Revise the part that opens with the line containing "Pretty please, spot the arena" and closes with the line containing "0, 410, 287, 450", changing "bounding box" to "enclosing rectangle" and keeping everything else the same.

** start Dataset extract **

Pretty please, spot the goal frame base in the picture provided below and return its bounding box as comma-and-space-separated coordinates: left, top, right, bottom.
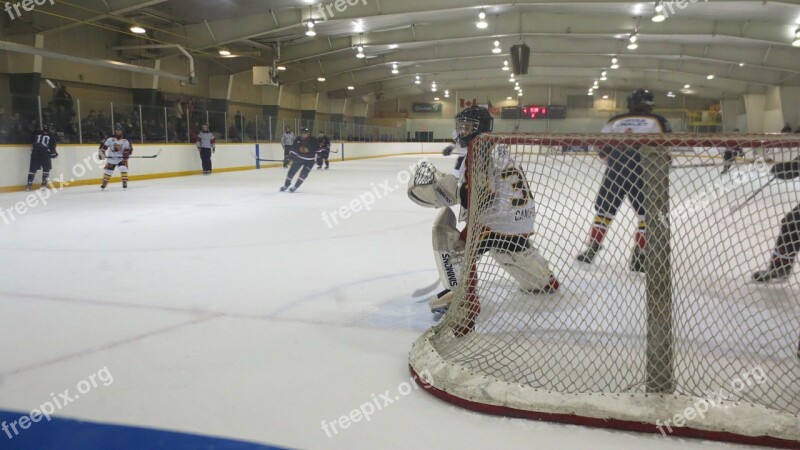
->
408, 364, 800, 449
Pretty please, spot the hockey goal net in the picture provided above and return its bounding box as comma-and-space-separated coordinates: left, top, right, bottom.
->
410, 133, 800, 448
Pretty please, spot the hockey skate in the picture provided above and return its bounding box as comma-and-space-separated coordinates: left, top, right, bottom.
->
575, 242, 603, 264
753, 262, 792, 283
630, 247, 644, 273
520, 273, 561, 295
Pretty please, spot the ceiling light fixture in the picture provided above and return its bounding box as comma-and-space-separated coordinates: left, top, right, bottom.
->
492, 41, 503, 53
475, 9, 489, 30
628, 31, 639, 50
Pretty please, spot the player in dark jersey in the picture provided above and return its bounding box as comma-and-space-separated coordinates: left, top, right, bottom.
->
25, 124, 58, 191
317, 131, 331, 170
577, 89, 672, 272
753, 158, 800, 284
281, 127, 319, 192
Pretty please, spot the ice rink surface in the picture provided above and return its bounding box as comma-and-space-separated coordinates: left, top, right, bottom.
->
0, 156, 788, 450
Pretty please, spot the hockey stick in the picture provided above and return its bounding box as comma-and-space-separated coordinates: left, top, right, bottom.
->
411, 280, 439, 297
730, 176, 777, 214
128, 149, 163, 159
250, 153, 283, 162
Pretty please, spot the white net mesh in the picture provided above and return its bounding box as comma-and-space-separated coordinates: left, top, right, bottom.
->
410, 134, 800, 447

** end Dataset extract **
** start Dataset extract **

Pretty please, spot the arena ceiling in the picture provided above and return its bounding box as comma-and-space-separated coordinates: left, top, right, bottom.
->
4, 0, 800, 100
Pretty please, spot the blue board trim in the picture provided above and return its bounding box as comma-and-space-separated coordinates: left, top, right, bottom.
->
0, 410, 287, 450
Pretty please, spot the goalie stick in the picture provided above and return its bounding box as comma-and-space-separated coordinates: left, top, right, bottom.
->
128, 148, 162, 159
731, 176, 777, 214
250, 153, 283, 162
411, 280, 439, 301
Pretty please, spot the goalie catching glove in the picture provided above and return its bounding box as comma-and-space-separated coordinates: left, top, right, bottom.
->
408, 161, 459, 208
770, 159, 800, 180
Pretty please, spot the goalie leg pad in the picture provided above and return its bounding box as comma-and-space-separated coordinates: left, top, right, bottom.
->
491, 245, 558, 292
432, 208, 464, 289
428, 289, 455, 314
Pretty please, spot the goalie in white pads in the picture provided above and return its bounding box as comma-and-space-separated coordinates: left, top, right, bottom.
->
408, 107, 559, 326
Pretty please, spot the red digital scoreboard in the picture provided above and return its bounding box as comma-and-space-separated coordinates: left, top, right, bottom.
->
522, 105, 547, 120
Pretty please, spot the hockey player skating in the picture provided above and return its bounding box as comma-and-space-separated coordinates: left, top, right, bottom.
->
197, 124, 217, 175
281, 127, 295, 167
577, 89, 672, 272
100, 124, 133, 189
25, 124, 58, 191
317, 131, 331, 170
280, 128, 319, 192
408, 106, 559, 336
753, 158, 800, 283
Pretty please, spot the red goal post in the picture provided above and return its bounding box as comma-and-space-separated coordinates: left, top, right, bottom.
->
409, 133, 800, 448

** end Dataset extract **

__Result for this task__.
Pretty please, spot the arena ceiling in the picture provided above and return its enclosing rectangle as comma-and-space-separated coordinates: left, top, right, bottom.
->
4, 0, 800, 100
Pretty please, spot the blue board trim in the picture provided above and return its enclosing rectangle as comma-and-space-separated coordinates: left, top, right, bottom.
->
0, 410, 287, 450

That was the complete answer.